#### DIRECTIVE A:
Reproduce the listing lines starting at the line that contains "Your task: a point for each instance of the grass, each" and ending at the end of the listing, substituting "slanted fence post" for "leaning fence post" and leaving everything else unchanged.

#### PAGE:
▬▬▬▬▬▬▬▬▬▬

# Craft Robo CC330 20 + Illustrator CS4 conrour cutting probs



## Mu (Jan 7, 2010)

Ok Ive searched for help with this and can't find it sp please forgive me if I have overlooked a post with the same problem.

Recently got a Craft Robo CC330-20. Ive used it to do my first vinyl cut, worked pretty well...so far so good.
However I tried to do a contour cut of a thermal transfer and problems arrise!

Basically I added registration marks to my design in illustrator (using the Cutting master 2 plugin-latest version) and upon going to the Cut/plot menu I was presented with this message "Current setup unable to support registration marks". 

Ive tried everything I can think of but there seems to be no obvious soloution. Upon accessing the setup menu to cutting master itself, the only options I have is to select what model I am using, so what the hell can I do?

Its also worth noting that I went in to the craft robo controller panel and did a check to see if it registers the marks/ SUre enough it whirs back and forth and appears to register them with no error signs.

I am totally stumped. ANy help would be much appreciated.


----------



## Mu (Jan 7, 2010)

Im guessing this is a pretty unique problem then?


----------



## fat_miao (Jun 18, 2007)

when creating registration mark, check out the Direction choices: Horizontal and Vertical - it should cure ur problem.

Use Convert Rectangle rather than let it automatically make the Reg. ~


----------



## Mu (Jan 7, 2010)

Hey thanks for the advice. I should have posted here to say that I have solved the "current setup does not support reg marks" problem now. I reinstalled the driver for a third time and now it works !? ANyways now Im just struggling with reg mark positioning so any tips would be handy.


----------

▬▬▬▬▬▬▬▬▬▬

#### GIVEN INFORMATION:
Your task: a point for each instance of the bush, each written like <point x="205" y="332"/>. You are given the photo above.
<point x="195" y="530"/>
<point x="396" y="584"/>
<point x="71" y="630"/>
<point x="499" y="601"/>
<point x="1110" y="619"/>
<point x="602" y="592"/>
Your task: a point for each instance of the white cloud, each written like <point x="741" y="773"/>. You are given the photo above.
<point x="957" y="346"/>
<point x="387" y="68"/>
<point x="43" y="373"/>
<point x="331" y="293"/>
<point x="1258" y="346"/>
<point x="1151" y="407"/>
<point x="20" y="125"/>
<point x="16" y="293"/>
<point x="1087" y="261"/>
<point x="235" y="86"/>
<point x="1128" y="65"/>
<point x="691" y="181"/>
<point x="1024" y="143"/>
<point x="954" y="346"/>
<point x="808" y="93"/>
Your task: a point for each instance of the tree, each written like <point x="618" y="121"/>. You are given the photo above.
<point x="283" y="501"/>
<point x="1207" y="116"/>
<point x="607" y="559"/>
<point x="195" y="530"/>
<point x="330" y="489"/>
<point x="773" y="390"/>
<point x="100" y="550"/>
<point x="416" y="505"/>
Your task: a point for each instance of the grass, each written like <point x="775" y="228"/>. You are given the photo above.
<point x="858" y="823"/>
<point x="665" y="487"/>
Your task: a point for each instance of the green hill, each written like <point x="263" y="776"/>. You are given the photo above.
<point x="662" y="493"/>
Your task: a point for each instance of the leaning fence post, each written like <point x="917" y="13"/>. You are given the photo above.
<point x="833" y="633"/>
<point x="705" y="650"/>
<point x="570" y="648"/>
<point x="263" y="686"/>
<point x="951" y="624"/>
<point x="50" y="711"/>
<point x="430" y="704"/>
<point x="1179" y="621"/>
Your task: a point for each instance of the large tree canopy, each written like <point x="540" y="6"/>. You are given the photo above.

▬▬▬▬▬▬▬▬▬▬

#### DIRECTIVE B:
Answer these questions about the Craft Robo contour-cutting thread, one per line:
(i) What message appeared when the Cut/plot menu was opened?
(ii) What did fat_miao advise using instead of letting the plugin make the registration marks automatically?
(iii) What action finally solved the registration mark problem?

#### EXPECTED ANSWER A:
Your task: a point for each instance of the grass, each written like <point x="775" y="228"/>. You are given the photo above.
<point x="858" y="823"/>
<point x="665" y="487"/>
Your task: a point for each instance of the green hill, each written like <point x="263" y="776"/>. You are given the photo above.
<point x="662" y="493"/>
Your task: a point for each instance of the slanted fence post, each written like <point x="917" y="13"/>. You are given the photo above.
<point x="833" y="633"/>
<point x="705" y="650"/>
<point x="570" y="648"/>
<point x="263" y="686"/>
<point x="951" y="624"/>
<point x="50" y="711"/>
<point x="430" y="704"/>
<point x="1179" y="621"/>
Your task: a point for each instance of the large tree canopy, each written like <point x="540" y="6"/>. You are given the photo above.

#### EXPECTED ANSWER B:
(i) "Current setup unable to support registration marks"
(ii) Convert Rectangle
(iii) Reinstalling the driver for a third time